#### Directive:
Copy out, word for word, the part of the listing that opens with the line containing "Mark one point per instance of the bare" and runs to the end of the listing. Leave the pictures out of your answer.

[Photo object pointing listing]

_ _ _

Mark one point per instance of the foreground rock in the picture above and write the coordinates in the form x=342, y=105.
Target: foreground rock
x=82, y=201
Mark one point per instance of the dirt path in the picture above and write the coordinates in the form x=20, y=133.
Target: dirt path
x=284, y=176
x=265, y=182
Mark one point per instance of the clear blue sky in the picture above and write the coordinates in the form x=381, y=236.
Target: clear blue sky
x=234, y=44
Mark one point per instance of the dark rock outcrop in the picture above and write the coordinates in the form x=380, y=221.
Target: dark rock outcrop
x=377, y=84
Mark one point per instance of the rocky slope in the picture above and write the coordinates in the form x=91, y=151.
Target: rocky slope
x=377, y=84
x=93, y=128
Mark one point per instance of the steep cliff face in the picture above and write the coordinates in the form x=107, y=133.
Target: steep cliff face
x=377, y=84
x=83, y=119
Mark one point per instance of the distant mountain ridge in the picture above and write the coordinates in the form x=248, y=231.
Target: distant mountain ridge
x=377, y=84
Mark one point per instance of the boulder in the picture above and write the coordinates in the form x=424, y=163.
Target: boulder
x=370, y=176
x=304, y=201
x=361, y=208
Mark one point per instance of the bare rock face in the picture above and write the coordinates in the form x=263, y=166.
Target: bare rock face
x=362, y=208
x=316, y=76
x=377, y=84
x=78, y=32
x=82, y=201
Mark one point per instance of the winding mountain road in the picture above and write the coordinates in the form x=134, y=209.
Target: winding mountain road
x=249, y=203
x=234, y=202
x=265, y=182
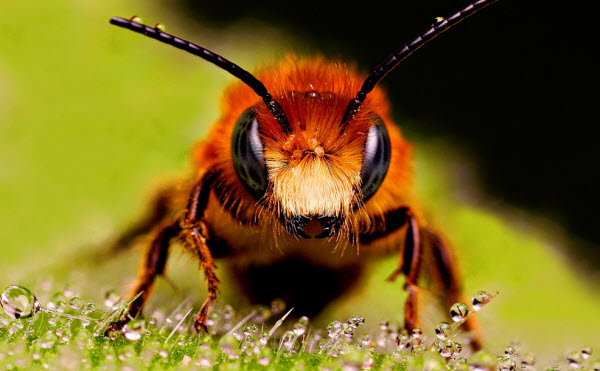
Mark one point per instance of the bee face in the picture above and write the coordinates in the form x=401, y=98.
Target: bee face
x=313, y=179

_ _ _

#### Response to the task:
Mark one point per instance of the bare rock face in the picture above and write the coordinates in the form x=263, y=166.
Target: bare rock face
x=362, y=208
x=316, y=76
x=377, y=84
x=78, y=32
x=82, y=201
Mark one point per instance of the winding mountain road in the picture above and write the coordinates in the form x=134, y=209.
Target: winding mountain road
x=249, y=203
x=234, y=202
x=265, y=182
Mark one point per instance of the bee face in the picture above and write the coordinates in the form x=401, y=98.
Target: bee face
x=313, y=179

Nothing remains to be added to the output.